◆ **WORK TO BE COMPLETED**: Exactly reproduce the lines from the line containing "the glass of" to the end of the data below, inclusive, and nothing else.

——————

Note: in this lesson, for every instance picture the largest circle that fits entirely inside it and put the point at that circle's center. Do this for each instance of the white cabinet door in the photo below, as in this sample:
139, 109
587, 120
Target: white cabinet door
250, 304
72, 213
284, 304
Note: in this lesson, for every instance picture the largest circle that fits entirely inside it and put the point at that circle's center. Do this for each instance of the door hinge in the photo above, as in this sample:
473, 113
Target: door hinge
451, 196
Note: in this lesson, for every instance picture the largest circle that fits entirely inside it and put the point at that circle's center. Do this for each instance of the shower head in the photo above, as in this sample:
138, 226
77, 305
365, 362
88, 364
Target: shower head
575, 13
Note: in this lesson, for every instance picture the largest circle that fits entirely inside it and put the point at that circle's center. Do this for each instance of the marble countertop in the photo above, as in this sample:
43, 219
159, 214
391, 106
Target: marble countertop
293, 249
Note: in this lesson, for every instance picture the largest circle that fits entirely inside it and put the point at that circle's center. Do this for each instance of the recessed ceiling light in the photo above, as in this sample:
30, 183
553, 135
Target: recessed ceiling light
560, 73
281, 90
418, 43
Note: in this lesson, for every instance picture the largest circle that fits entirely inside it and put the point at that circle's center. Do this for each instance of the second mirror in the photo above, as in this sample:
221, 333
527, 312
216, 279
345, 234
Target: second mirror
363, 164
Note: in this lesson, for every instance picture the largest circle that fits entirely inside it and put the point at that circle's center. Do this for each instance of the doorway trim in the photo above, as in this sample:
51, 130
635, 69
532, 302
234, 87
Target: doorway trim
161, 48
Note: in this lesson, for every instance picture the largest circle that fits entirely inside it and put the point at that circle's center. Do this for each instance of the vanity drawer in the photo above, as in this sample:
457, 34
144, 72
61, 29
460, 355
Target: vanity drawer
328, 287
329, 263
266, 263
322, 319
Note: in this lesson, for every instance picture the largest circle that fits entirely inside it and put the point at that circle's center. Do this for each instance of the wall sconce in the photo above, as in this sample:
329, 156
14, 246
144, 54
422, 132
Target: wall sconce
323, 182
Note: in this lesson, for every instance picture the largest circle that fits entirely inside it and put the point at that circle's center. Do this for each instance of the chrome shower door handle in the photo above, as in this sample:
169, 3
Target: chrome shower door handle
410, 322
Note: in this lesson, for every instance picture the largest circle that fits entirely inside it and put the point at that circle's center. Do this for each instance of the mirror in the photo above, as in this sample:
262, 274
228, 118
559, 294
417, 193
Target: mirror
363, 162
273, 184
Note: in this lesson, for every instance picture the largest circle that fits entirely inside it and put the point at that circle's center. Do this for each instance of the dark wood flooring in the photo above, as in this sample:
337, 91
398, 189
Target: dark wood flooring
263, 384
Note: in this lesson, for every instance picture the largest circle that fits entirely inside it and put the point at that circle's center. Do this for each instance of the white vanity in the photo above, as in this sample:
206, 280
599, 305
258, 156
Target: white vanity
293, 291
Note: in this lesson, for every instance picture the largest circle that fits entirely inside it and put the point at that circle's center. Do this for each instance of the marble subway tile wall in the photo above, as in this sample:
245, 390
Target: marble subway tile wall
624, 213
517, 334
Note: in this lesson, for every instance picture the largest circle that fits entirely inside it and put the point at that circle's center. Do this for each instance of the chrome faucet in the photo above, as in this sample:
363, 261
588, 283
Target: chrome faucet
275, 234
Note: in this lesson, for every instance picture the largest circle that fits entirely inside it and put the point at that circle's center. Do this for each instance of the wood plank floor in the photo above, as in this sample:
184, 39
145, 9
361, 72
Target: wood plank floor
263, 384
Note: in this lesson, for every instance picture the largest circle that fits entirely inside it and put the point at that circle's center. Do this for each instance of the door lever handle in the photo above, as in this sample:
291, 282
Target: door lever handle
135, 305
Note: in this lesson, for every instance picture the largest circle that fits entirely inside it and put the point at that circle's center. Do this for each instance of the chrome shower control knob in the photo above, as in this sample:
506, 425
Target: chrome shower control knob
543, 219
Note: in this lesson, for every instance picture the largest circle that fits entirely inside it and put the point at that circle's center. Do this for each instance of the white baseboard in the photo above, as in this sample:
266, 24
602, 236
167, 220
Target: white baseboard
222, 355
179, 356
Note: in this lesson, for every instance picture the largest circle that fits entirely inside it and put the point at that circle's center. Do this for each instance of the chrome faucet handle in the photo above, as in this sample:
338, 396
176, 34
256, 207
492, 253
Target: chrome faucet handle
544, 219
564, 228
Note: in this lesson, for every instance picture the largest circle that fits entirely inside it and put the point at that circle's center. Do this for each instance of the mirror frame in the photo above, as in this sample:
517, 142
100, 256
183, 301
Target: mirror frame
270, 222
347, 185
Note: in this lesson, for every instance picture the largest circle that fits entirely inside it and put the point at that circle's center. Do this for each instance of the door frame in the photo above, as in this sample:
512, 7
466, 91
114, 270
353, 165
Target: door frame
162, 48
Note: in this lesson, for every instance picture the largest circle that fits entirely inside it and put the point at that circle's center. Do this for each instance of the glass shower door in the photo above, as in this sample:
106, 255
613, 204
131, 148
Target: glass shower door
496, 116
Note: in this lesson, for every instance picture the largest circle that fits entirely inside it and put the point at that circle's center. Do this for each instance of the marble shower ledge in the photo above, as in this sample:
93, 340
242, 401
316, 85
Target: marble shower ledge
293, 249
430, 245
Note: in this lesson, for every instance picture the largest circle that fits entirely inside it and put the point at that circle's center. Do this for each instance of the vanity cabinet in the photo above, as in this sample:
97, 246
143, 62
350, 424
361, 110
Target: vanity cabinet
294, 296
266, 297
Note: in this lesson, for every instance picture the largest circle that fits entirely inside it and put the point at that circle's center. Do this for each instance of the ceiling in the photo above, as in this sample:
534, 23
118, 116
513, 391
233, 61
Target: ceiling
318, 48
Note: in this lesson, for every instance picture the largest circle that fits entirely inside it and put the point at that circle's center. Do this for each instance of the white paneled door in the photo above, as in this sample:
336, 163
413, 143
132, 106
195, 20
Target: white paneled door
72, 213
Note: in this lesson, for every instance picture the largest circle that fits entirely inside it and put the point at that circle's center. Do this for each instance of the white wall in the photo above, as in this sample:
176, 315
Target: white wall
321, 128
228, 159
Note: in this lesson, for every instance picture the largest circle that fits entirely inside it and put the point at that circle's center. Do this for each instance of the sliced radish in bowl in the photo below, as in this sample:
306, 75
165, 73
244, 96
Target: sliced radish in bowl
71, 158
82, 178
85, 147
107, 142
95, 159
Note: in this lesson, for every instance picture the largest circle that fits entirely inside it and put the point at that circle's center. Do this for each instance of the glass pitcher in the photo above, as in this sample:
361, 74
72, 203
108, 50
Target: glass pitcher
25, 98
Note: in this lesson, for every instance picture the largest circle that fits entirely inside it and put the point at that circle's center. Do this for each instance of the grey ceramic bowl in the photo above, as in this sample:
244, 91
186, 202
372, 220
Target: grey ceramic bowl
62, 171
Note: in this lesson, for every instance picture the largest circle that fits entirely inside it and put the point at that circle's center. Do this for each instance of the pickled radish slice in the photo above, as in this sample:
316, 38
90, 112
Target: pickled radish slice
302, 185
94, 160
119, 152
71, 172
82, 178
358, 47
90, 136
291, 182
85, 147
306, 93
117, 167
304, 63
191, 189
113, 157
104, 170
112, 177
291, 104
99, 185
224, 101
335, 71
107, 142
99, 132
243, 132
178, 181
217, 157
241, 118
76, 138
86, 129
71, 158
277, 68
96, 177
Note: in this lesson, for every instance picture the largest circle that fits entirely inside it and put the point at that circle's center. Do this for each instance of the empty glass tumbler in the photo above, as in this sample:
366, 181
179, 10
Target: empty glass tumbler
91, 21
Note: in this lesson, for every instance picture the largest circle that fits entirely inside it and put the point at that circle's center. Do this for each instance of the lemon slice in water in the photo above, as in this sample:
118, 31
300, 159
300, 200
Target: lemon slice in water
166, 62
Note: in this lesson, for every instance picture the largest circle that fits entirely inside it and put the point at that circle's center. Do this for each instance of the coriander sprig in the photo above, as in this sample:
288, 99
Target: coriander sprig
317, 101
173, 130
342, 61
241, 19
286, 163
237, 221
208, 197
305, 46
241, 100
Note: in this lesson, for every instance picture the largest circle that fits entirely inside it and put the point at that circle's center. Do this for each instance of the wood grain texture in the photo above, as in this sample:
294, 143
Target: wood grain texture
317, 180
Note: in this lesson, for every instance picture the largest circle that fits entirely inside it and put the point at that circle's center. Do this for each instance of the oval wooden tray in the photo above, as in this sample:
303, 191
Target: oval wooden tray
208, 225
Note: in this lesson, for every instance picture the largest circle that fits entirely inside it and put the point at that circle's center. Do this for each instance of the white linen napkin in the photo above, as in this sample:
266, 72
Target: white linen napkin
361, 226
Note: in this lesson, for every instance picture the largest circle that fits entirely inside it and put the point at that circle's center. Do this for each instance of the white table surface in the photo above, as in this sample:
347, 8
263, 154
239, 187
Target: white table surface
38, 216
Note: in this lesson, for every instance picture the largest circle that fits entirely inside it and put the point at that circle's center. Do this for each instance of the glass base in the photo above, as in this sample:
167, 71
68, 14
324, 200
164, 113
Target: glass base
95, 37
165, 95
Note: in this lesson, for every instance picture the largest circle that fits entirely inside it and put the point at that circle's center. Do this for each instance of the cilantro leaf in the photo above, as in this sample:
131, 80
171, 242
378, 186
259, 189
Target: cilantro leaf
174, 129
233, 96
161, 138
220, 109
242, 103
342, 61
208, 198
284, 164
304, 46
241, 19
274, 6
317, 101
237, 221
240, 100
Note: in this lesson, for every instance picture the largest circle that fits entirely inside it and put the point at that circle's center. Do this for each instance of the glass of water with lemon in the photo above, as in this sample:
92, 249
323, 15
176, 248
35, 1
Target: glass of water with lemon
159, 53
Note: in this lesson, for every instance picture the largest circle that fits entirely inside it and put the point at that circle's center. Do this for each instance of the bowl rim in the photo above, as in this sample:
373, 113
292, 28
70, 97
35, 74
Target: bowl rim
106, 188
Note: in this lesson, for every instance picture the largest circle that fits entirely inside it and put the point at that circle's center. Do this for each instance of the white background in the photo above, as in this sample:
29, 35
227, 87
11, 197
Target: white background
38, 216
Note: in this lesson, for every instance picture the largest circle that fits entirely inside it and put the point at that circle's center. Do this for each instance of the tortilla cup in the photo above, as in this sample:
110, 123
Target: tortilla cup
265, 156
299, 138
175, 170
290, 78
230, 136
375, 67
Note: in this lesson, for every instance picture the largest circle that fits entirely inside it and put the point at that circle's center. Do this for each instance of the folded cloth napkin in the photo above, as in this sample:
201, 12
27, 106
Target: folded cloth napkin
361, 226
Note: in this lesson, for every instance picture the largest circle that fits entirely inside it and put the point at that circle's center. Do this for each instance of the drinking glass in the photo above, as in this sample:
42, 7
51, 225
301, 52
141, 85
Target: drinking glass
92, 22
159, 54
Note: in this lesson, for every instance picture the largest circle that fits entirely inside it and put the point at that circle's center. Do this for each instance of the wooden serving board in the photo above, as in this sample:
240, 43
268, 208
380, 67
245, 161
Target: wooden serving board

——————

◆ **PROBLEM SOLUTION**:
Note: in this lesson, for every instance picture the largest circle that fits entirely inside it and put the point at that circle's center. Do this for each instance of the glass of water with lemon in the photo above, as in this sample:
92, 249
323, 15
176, 248
35, 1
Target: glass of water with lemon
159, 53
Note: in this lesson, for every instance picture the largest circle that fits entirely inside it and put the point at that circle's center. Do this for each instance of the bowl rim in the photo above, as in this sample:
373, 113
292, 28
70, 97
35, 74
Target: bowl rim
106, 188
Note: in this lesson, for every instance picture the largest circle that fits entirely inside it and put the point at that circle's center. Do this for each instance of the white background in the photo above, as in this sample:
29, 35
227, 87
11, 197
Target: white background
38, 216
Note: in this lesson, for every instance picture the largest circle that fits entirely inside it and put the point at that circle's center. Do this for each instance of the tortilla cup in the photo above, as in this sample:
110, 123
Target: tortilla cup
265, 156
299, 138
175, 170
290, 78
230, 136
375, 67
Note: in this lesson, for every instance picture the largest circle that fits entirely inside it and put the point at that circle's center. Do this for each instance of the folded cloth napkin in the photo above, as in this sample:
201, 12
27, 106
Target: folded cloth napkin
361, 226
Note: in this lesson, for every instance picture the largest circle that fits entirely inside it and put the point at that circle's center. Do this for each instance of the drinking glass in the photo above, as in this sample:
42, 7
51, 225
301, 52
141, 85
Target: drinking glass
92, 22
159, 54
Note: in this lesson, for every instance picture the largest circle that fits entirely inside it and put the point at that circle's center. Do this for each instance of the wooden serving board in the photo above, as in this sample:
240, 43
268, 208
380, 67
245, 161
Target: wooden serving board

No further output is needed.